> _WHAT THIS TASK INVOLVES_: Continue the description of the TET protein family from where it stops.

> _EXTRACT PROVIDED_:
Description
TET (ten eleven translocation) family consists of TET1, TET2 and TET3 proteins, converting 5- methylcytosine to 5-hydroxymethylcytosine (5-hmC). TET family members are involved in the processes of cancer formation, inflammation, hypoxia, DNA demethylation. Hypoxia is a hallmark of solid tumors, which drives malignant progression by altering epigenetic controls. The key epigenetic change in breast tumors is DNA methylation, which promotes malignancy and increases risk of metastasis. TET1 and TET3 enzymes coordinate their functions in activation of TNFalpha-p38-MAPK signaling in response to hypoxia. In 2006, Yamanaka and colleagues discovered that mouse embryonic and adult fibroblasts can be reprogrammed into induced pluripotent stem cells (iPSCs) by overexpressing four factors Oct3/4, Sox2, Klf4 and c-Myc (OSKM)5. TET1 modulates NANOG function by physical interaction and positively regulates the reprogramming of somatic cells. Co-expression of NANOG and TET1 increased the genome-wide levels of 5hmC. TET2 and poly (ADP-ribose) polymerase-1 (PARP-1) cooperatively finetune epigenetic modifications and upregulate expression of the pluripotency genes Nanog and Esrrb in the early stage of somatic cell reprogramming, indicating a role of TET proteins in the regulation of pluripotency genes' expression as well as their activity.

> _STUDY MATERIAL_:

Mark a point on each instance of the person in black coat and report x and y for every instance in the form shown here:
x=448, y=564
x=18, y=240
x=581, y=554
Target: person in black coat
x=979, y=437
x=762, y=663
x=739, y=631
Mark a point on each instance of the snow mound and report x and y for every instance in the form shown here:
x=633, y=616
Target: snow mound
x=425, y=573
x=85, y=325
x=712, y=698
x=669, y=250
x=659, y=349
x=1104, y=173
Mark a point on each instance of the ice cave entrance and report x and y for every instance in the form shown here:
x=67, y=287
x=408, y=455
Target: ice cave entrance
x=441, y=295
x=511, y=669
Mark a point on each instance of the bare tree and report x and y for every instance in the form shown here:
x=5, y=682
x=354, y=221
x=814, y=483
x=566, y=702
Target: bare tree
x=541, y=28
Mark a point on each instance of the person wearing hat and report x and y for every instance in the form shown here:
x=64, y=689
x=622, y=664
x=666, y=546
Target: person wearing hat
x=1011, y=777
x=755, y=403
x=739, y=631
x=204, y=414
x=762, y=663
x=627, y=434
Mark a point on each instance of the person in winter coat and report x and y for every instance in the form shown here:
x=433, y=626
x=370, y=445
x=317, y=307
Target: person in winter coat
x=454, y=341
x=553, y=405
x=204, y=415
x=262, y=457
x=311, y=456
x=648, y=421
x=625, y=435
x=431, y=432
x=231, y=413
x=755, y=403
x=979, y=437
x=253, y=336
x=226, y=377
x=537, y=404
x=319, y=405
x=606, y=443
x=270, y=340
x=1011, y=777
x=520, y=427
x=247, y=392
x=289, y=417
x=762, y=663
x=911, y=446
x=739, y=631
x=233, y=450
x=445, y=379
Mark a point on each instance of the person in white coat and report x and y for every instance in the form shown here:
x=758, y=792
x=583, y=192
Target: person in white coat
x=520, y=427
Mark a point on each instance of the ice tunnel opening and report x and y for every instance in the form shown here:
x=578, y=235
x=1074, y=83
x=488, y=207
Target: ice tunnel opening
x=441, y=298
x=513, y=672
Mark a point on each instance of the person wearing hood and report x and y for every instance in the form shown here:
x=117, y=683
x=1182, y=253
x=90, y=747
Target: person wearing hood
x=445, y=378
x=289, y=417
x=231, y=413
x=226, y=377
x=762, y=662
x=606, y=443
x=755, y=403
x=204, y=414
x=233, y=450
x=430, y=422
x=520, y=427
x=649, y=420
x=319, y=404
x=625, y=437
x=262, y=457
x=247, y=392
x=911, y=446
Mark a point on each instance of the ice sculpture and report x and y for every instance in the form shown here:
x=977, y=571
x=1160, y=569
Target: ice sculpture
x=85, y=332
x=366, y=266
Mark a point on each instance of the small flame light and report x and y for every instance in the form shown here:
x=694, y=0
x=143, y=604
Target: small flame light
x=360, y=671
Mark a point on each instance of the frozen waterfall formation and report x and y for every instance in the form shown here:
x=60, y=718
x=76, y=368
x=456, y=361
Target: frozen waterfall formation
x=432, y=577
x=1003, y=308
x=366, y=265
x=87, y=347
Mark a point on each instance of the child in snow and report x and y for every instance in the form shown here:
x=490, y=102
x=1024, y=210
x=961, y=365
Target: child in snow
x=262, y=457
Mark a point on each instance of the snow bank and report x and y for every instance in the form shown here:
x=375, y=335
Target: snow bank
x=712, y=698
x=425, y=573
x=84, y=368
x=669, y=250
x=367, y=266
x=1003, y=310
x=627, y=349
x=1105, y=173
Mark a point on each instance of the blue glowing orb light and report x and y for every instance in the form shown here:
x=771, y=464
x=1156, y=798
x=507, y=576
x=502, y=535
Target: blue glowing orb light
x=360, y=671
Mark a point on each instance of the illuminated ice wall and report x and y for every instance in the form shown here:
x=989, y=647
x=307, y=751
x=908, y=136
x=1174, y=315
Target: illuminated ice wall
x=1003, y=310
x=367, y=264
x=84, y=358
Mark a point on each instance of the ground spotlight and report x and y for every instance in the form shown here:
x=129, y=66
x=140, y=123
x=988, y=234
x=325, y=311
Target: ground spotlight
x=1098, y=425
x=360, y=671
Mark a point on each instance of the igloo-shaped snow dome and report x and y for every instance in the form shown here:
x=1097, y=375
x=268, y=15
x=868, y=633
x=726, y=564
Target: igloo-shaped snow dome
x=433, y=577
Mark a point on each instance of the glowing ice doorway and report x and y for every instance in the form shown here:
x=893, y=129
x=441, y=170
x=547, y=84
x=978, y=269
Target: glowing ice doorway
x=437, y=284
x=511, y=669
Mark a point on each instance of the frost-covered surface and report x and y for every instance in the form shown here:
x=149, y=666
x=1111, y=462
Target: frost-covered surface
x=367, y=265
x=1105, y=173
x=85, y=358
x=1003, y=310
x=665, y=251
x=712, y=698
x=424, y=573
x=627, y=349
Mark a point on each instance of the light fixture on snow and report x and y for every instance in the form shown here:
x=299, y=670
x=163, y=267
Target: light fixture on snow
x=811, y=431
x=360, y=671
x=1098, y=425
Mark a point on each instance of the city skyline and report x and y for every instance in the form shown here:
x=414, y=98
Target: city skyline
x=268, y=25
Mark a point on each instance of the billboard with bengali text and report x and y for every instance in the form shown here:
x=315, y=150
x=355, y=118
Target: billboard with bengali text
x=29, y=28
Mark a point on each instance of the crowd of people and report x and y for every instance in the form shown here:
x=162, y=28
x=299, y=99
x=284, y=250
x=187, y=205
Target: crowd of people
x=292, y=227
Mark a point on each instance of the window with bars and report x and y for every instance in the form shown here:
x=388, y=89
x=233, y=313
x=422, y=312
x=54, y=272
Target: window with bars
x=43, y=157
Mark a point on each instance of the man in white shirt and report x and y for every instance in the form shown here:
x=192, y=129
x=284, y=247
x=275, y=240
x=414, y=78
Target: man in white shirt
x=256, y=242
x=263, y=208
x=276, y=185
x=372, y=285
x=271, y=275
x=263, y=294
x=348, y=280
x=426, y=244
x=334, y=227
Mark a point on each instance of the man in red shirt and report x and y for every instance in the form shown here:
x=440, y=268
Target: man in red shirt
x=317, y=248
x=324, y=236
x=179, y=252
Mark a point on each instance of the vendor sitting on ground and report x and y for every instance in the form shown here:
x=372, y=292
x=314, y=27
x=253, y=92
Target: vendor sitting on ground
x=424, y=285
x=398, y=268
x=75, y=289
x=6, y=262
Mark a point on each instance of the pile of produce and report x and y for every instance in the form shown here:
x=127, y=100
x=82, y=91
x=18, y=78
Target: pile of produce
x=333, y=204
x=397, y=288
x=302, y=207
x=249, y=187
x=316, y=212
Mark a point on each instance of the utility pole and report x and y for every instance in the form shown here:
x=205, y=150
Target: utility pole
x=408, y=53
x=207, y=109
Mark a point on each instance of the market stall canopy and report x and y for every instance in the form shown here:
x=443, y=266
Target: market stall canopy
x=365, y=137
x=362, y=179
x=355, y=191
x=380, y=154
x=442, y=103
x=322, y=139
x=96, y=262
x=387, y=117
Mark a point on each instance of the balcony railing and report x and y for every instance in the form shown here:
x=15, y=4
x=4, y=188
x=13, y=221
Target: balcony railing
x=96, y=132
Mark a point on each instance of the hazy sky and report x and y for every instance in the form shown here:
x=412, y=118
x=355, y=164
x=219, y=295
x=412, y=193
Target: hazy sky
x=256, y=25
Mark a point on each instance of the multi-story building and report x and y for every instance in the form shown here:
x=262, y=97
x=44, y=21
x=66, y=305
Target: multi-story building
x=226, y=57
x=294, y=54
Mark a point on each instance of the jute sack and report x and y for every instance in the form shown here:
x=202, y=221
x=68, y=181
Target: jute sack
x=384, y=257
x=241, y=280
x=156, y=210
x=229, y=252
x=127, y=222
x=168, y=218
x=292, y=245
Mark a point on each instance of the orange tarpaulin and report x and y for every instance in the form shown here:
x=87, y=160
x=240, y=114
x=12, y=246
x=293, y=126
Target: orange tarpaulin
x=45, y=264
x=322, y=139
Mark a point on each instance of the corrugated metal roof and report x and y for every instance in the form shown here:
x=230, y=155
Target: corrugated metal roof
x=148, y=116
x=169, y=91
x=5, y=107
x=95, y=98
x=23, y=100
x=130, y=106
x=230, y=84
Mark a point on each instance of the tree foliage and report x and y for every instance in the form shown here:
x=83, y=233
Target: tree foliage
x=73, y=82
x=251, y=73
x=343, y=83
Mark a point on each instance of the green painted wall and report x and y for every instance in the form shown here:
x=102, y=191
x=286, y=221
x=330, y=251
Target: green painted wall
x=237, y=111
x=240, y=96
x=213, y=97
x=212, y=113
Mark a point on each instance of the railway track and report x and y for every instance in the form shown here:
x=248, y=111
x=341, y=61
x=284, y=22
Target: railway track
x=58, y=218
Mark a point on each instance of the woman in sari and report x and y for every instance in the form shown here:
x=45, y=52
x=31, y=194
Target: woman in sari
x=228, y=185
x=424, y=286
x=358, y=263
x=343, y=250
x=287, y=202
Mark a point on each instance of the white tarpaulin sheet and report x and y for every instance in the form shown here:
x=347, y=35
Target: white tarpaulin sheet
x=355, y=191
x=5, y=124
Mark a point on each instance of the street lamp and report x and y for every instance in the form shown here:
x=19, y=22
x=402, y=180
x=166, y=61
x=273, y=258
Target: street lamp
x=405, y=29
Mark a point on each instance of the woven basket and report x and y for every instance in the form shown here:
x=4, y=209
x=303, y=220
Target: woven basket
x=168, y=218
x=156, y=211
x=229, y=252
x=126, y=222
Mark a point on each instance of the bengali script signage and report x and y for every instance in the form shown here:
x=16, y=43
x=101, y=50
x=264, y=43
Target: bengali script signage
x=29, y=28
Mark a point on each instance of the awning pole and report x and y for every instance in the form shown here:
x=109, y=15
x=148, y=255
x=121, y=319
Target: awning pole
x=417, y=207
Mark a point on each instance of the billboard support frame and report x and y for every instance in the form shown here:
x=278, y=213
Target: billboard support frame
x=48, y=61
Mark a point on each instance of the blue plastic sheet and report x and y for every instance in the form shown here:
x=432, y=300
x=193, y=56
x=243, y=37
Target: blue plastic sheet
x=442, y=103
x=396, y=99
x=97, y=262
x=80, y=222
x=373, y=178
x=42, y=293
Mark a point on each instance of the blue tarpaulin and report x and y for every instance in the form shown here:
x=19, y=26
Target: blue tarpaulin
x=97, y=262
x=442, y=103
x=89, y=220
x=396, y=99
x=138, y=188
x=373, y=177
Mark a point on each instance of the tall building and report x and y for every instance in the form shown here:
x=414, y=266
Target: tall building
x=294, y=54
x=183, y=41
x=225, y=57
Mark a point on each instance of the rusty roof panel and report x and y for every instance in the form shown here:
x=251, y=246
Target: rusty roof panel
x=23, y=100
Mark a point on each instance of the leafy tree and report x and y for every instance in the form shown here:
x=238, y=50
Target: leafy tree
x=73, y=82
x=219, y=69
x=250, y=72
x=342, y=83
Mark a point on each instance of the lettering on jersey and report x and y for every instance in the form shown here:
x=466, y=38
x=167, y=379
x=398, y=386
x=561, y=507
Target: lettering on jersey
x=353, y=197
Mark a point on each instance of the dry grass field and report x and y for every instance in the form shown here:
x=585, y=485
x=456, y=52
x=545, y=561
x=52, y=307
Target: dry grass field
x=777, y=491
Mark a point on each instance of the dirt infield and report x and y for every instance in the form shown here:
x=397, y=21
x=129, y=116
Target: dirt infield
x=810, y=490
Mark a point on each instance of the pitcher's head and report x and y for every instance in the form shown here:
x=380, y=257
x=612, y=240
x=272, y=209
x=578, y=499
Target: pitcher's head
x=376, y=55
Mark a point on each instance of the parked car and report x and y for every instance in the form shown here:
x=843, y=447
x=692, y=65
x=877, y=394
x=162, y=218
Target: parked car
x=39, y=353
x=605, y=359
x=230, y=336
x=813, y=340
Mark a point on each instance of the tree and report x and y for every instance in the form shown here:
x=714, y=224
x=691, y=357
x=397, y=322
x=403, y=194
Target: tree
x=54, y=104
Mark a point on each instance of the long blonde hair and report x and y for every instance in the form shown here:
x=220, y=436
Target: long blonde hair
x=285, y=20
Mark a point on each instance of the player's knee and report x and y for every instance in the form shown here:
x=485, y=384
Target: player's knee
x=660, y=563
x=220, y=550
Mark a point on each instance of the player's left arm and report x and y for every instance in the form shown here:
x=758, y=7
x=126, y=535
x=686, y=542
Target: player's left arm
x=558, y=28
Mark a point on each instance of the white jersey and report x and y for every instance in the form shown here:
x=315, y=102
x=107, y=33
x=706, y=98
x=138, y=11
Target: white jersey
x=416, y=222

> _OUTPUT OF THE EXERCISE_:
We suggest to develop small molecules, regulating TET family of proteins. In PDB databank TET2 protein structure with 5-formylcytosine is available. This structure can be used for homology-based modeling of other enzymes, members of TET family (TET1 and TET3). Then it is possible to create focused libraries of potential TET family inhibitors and perform then experimental high trhgouhput screening along with virtual screening, strcuture based drug design and in silico ADME/Tox optimization with folllowing experimental ADME/Tox evaluation. As a result we should get clinical trials candidate, regulating TET family in hypoxic tumors.